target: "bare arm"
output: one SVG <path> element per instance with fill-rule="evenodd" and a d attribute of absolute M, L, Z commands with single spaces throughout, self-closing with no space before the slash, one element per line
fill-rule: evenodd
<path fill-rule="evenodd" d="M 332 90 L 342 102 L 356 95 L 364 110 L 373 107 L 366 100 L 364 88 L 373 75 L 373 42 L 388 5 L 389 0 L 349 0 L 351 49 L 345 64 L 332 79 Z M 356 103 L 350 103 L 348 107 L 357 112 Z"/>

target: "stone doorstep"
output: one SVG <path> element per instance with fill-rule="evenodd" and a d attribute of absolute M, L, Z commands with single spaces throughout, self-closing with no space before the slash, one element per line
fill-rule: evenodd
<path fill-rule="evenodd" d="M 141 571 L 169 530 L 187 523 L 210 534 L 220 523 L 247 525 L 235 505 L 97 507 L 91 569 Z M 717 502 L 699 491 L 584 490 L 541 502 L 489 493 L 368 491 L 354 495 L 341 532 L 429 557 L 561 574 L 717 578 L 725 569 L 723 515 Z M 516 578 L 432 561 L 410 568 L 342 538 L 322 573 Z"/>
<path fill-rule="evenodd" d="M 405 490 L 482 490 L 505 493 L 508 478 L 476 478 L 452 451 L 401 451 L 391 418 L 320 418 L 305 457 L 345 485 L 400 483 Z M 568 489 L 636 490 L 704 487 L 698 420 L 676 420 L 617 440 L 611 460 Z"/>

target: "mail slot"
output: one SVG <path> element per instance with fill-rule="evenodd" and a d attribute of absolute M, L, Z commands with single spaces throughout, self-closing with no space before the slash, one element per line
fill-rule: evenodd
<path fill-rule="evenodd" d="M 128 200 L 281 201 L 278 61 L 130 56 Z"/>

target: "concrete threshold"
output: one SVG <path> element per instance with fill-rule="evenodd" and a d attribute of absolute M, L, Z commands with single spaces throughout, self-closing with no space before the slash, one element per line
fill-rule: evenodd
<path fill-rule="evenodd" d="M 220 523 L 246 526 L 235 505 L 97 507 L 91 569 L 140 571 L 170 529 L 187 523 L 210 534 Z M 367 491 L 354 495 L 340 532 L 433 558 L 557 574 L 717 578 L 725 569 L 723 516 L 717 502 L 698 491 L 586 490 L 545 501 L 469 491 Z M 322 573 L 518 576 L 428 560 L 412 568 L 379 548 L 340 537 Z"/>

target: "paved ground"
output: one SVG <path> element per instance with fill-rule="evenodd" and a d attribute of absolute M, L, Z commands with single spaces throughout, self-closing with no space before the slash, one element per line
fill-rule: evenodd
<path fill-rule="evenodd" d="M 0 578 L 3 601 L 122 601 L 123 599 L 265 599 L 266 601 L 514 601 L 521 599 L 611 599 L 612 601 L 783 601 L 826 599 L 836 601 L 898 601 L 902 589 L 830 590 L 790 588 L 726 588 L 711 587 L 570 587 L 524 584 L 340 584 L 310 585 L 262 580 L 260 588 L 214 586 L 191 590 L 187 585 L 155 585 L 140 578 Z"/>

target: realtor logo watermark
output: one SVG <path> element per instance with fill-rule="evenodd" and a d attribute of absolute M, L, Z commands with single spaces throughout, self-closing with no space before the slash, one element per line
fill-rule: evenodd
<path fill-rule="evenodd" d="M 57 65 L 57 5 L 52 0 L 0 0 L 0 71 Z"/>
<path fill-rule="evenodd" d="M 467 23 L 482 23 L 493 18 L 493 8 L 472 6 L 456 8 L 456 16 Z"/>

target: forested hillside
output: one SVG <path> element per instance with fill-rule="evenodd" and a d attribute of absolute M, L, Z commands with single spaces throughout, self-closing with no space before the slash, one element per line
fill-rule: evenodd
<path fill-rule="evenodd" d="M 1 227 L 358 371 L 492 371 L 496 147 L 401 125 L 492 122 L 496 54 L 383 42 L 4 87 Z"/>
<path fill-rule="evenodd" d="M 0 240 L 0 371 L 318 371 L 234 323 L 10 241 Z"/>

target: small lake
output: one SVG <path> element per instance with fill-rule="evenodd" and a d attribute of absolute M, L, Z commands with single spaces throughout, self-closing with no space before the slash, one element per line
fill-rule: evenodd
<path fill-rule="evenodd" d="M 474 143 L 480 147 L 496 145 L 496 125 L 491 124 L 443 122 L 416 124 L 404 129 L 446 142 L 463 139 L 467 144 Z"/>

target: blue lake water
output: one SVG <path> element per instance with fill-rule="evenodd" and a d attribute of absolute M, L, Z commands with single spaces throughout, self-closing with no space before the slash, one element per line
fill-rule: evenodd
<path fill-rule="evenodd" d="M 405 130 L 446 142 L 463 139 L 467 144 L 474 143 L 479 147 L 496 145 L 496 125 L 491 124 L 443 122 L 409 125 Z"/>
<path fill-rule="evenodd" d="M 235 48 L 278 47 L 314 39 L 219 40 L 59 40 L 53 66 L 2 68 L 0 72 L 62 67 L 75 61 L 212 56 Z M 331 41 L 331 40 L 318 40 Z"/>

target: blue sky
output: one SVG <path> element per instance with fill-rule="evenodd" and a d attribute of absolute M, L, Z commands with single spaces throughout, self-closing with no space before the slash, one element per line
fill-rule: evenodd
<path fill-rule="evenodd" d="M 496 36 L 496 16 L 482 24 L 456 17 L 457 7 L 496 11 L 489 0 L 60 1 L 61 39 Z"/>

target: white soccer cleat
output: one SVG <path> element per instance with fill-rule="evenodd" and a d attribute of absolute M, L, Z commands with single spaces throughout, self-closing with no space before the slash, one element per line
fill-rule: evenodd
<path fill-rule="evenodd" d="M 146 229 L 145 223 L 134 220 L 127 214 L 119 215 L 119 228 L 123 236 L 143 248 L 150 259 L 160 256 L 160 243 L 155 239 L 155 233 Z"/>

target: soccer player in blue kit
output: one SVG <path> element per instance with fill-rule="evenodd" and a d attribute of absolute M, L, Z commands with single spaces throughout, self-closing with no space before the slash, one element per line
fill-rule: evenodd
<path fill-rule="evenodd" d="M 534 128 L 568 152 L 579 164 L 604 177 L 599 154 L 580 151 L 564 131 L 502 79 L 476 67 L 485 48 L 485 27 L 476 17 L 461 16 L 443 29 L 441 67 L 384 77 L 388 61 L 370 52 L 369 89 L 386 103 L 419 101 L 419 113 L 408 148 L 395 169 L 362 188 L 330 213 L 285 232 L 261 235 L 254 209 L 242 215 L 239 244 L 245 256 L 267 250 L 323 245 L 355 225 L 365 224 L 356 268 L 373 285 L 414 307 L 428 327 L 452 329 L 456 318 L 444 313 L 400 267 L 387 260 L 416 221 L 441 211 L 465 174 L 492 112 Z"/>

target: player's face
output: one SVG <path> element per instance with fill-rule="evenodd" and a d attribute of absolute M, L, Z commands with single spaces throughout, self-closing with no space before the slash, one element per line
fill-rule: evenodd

▸ **Stated task**
Write the whole listing out again. Keep every line exactly as it is.

▸ **Written solution**
target: "bare arm"
output: one SVG <path> element per instance with fill-rule="evenodd" and a d attribute of absolute M, L, Z commands with single spaces throughout, self-closing with no space before the slash, one element per line
fill-rule: evenodd
<path fill-rule="evenodd" d="M 332 90 L 342 102 L 356 95 L 364 110 L 373 107 L 366 100 L 364 88 L 373 75 L 373 42 L 388 5 L 389 0 L 349 0 L 351 49 L 345 64 L 332 79 Z M 356 103 L 350 103 L 348 107 L 357 112 Z"/>

target: "stone doorstep"
output: one SVG <path> element per instance with fill-rule="evenodd" and a d attribute of absolute M, L, Z commands with single spaces throughout, self-closing with no space before the slash, one element per line
fill-rule: evenodd
<path fill-rule="evenodd" d="M 141 571 L 169 530 L 187 523 L 210 534 L 220 523 L 247 525 L 235 505 L 97 507 L 91 569 Z M 717 502 L 699 491 L 584 490 L 541 502 L 489 493 L 368 491 L 354 495 L 341 532 L 429 557 L 561 574 L 717 578 L 725 569 L 723 515 Z M 516 578 L 432 561 L 410 568 L 342 538 L 322 573 Z"/>
<path fill-rule="evenodd" d="M 405 490 L 482 490 L 505 493 L 508 478 L 476 478 L 452 451 L 401 451 L 391 418 L 320 418 L 305 457 L 345 485 L 400 483 Z M 568 489 L 636 490 L 704 487 L 698 420 L 676 420 L 617 440 L 611 460 Z"/>

target: "mail slot"
output: one SVG <path> element per instance with fill-rule="evenodd" and a d attribute of absolute M, L, Z commands with single spaces throughout, self-closing with no space before the slash, one element per line
fill-rule: evenodd
<path fill-rule="evenodd" d="M 128 200 L 281 201 L 278 61 L 130 56 Z"/>

target: "concrete threshold"
output: one SVG <path> element per instance with fill-rule="evenodd" and a d attribute of absolute M, L, Z commands with single spaces throughout, self-closing with no space before the slash, one element per line
fill-rule: evenodd
<path fill-rule="evenodd" d="M 220 523 L 246 526 L 235 505 L 97 507 L 91 569 L 140 571 L 170 529 L 187 523 L 210 534 Z M 367 491 L 354 495 L 340 532 L 433 558 L 557 574 L 717 578 L 725 569 L 723 516 L 717 502 L 698 491 L 586 490 L 545 501 L 469 491 Z M 322 573 L 518 576 L 428 560 L 412 568 L 379 548 L 340 537 Z"/>

target: "paved ground"
output: one SVG <path> element per instance with fill-rule="evenodd" and a d attribute of absolute M, L, Z commands with single spaces throughout, self-closing with no space before the slash, one element per line
fill-rule: evenodd
<path fill-rule="evenodd" d="M 0 578 L 3 601 L 122 601 L 123 599 L 265 599 L 266 601 L 514 601 L 521 599 L 611 599 L 612 601 L 783 601 L 826 599 L 836 601 L 898 601 L 902 589 L 830 590 L 790 588 L 726 588 L 711 587 L 570 587 L 524 584 L 340 584 L 310 585 L 262 580 L 260 588 L 214 586 L 191 590 L 187 585 L 155 585 L 140 578 Z"/>

target: realtor logo watermark
output: one SVG <path> element per instance with fill-rule="evenodd" and a d attribute of absolute M, L, Z commands with single spaces throughout, self-closing with no space before the slash, one element per line
fill-rule: evenodd
<path fill-rule="evenodd" d="M 57 65 L 57 5 L 52 0 L 0 0 L 0 71 Z"/>
<path fill-rule="evenodd" d="M 467 23 L 482 23 L 493 18 L 493 8 L 472 6 L 456 8 L 456 16 Z"/>

target: forested hillside
output: one SVG <path> element per instance with fill-rule="evenodd" and a d attribute of absolute M, L, Z commands with single spaces throughout, self-closing with no space before the slash, one element per line
fill-rule: evenodd
<path fill-rule="evenodd" d="M 1 227 L 358 371 L 492 371 L 496 147 L 401 125 L 492 122 L 496 54 L 383 42 L 4 87 Z"/>
<path fill-rule="evenodd" d="M 0 240 L 0 371 L 318 371 L 234 323 L 10 241 Z"/>

target: small lake
output: one SVG <path> element per instance with fill-rule="evenodd" and a d attribute of absolute M, L, Z commands with single spaces throughout, self-closing with no space before the slash, one element per line
fill-rule: evenodd
<path fill-rule="evenodd" d="M 474 143 L 480 147 L 496 145 L 496 125 L 491 124 L 443 122 L 416 124 L 404 129 L 446 142 L 463 139 L 467 144 Z"/>

target: blue lake water
output: one SVG <path> element per instance with fill-rule="evenodd" and a d attribute of absolute M, L, Z commands with single spaces throughout, self-closing with no space before the slash, one element per line
fill-rule: evenodd
<path fill-rule="evenodd" d="M 405 130 L 446 142 L 463 139 L 467 144 L 474 143 L 479 147 L 496 145 L 496 125 L 491 124 L 443 122 L 409 125 Z"/>
<path fill-rule="evenodd" d="M 235 48 L 278 47 L 314 39 L 219 40 L 59 40 L 53 66 L 2 68 L 0 72 L 62 67 L 75 61 L 212 56 Z M 331 41 L 331 40 L 318 40 Z"/>

target: blue sky
output: one SVG <path> element per instance with fill-rule="evenodd" and a d attribute of absolute M, L, Z commands with single spaces throughout, self-closing with no space before the slash, one element per line
fill-rule: evenodd
<path fill-rule="evenodd" d="M 496 36 L 496 16 L 482 24 L 456 17 L 457 7 L 496 11 L 489 0 L 60 1 L 61 39 Z"/>

target: white soccer cleat
output: one SVG <path> element per instance with fill-rule="evenodd" and a d attribute of absolute M, L, Z commands with single spaces throughout, self-closing with no space before the slash, one element per line
fill-rule: evenodd
<path fill-rule="evenodd" d="M 146 229 L 145 223 L 134 220 L 127 214 L 119 215 L 119 228 L 123 236 L 143 248 L 150 259 L 160 256 L 160 243 L 155 239 L 155 233 Z"/>

target: soccer player in blue kit
output: one SVG <path> element per instance with fill-rule="evenodd" and a d attribute of absolute M, L, Z commands with single spaces throughout, self-closing with no space before the slash, one element per line
fill-rule: evenodd
<path fill-rule="evenodd" d="M 534 128 L 568 152 L 579 164 L 604 177 L 599 154 L 580 151 L 564 131 L 502 79 L 476 67 L 485 48 L 485 27 L 476 17 L 461 16 L 443 29 L 441 67 L 384 77 L 388 61 L 370 52 L 369 89 L 386 103 L 419 101 L 419 113 L 408 148 L 395 169 L 362 188 L 330 213 L 285 232 L 261 235 L 254 209 L 242 215 L 239 244 L 245 256 L 267 250 L 323 245 L 355 225 L 365 224 L 356 268 L 373 285 L 414 307 L 428 327 L 452 329 L 456 318 L 444 313 L 400 267 L 387 260 L 416 221 L 441 211 L 465 174 L 492 112 Z"/>

target: player's face
output: one SVG <path> element per instance with fill-rule="evenodd" and a d attribute of absolute M, L, Z commands with single spaces throughout, self-closing with no space before the slash, one element per line
fill-rule: evenodd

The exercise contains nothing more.